Give the number of lines in the material below that hold "mouth", and nothing besides.
*** The data ***
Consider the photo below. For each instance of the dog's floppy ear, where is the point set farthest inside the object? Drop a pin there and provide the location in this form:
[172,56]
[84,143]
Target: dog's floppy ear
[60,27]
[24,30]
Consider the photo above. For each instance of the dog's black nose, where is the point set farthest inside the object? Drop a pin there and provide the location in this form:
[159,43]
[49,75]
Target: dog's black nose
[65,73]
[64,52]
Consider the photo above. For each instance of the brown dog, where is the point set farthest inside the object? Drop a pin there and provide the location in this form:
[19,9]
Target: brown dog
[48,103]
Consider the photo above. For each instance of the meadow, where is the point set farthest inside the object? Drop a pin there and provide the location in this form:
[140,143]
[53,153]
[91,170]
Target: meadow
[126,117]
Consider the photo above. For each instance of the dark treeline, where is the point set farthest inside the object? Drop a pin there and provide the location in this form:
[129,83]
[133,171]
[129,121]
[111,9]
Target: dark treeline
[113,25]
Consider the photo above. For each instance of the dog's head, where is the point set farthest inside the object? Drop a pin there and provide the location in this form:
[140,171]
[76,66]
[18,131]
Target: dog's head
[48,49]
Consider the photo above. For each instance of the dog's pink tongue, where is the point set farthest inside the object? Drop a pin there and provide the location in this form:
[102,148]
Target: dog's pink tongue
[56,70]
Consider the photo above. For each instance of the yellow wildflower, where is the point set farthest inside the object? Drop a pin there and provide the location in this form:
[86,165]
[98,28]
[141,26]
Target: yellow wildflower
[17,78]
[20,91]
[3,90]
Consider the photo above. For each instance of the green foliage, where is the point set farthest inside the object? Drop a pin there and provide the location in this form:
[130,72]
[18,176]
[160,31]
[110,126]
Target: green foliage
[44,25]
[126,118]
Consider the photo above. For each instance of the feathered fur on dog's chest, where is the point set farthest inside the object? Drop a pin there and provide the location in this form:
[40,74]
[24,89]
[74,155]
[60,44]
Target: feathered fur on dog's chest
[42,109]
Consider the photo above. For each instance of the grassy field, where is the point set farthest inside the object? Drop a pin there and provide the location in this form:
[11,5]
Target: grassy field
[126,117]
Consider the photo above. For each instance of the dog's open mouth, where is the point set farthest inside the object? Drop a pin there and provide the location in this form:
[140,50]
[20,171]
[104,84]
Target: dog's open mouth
*** End of The data ***
- Reply to the exercise -
2